Can you write out the passage below on wind-forecast parameter sensitivity word for word, taking everything from "Parameters that were" down to "at that time."?

Page
*-*-*

Parameters used in this study.


The range of values for each parameter are the same as those used in Yang et al. (2017) with the exception of α4. Yang et al. (2017) used a range of 20–100 for α4. The WFIP2 model development team has experimented with α4 values of 10 (personal communication with Joe Olson), so the α4 range in this study is 10–100. A quasi–Monte Carlo sampling method is used to select the values of the parameters for individual ensemble members (Caflisch 1998; Hou et al. 2012). This is done in Python using the sobel_seq package (Fox et al. 2016). 81 members are used in each physics ensemble. The other parameters (i.e., aside from the 9 varied here) were set at the default values listed in Yang et al. (2017).
c. Parametric uncertainty quantification
The method for quantifying parametric sensitivity is similar to the one used in Yang et al. (2017). A generalized linear model (GLM) is used to assess how much of the wind speed variance is due to the variations in particular parameter’s value using the glm function in R (R Core Team 2017). This is an iterative process that involves stepwise linear regression with the wind speed at a single forecast hour as the predictand. Parameters are individually added to the model and the change in variance explained by the model is attributed to that parameter. The final results are normalized by the original forecast variance so the reduction in the percentage of variance was used as the UQ metric.
The order of the parameters produced slightly different UQ values. Up to a 10% difference in UQ values was observed for some parameters as a result of changing the order of the parameters in the stepwise regression. To account for this, all UQ analysis was performed five times, each with a different order of parameters.
The GLM in this study only has linear and quadratic terms. Interaction terms were investigated, but in most cases their inclusion did not result in much reduction in wind speed variance. There are some cases where interaction terms contributed over 10% of the total variance, however, since this occurs a minority of the time they are not included in the analysis. This is the same technique used in Yang et al. (2017).
Parameters that were responsible for at least 10% of the total variance were deemed “significant” parameters. This was based on the average value of the 5 UQ regressions. If a parameter unequivocally contributed more variance to the forecast than any other parameter (i.e., no overlap in the range of UQ values) it was considered the “primary” parameter at that time.
d. Wind metric
The WFIP2 observational network was centered on Wasco, Oregon, due to the large number of wind farms in the area. The primary metric in this study is the average 80 m AGL wind speed in a 28 km × 32 km box centered on Wasco (Fig. 1) and referred to as the “WascoBox” for the remainder of this study.

*-*-*

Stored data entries
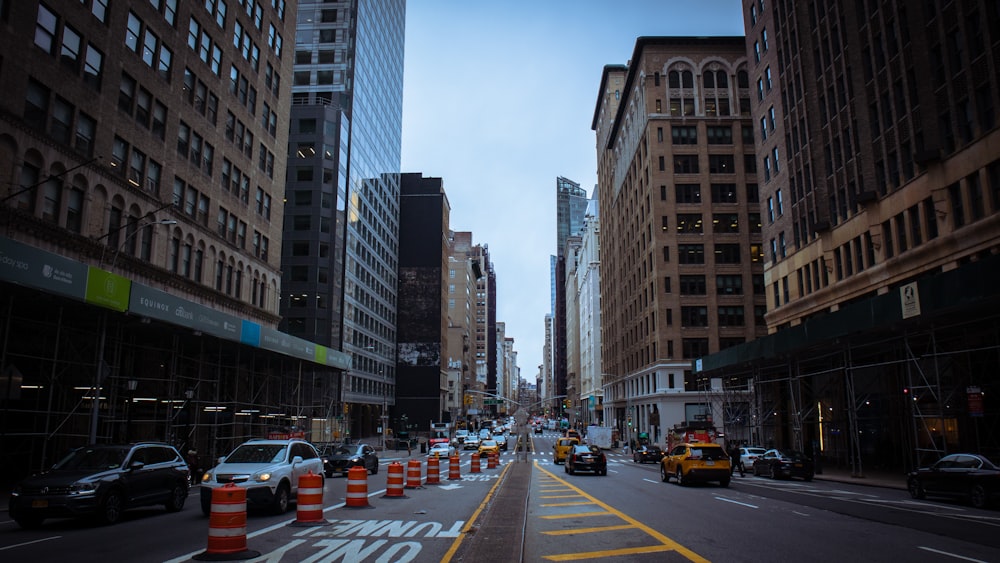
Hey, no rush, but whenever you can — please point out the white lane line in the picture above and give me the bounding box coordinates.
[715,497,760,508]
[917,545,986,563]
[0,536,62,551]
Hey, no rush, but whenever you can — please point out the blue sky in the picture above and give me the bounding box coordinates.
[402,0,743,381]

*-*-*

Solution to the exercise
Parameters that were responsible for at least 10% of the total variance were deemed “significant” parameters. This was based on the average value of the 5 UQ regressions. If a parameter unequivocally contributed more variance to the forecast than any other parameter (i.e., no overlap in the range of UQ values) it was considered the “primary” parameter at that time.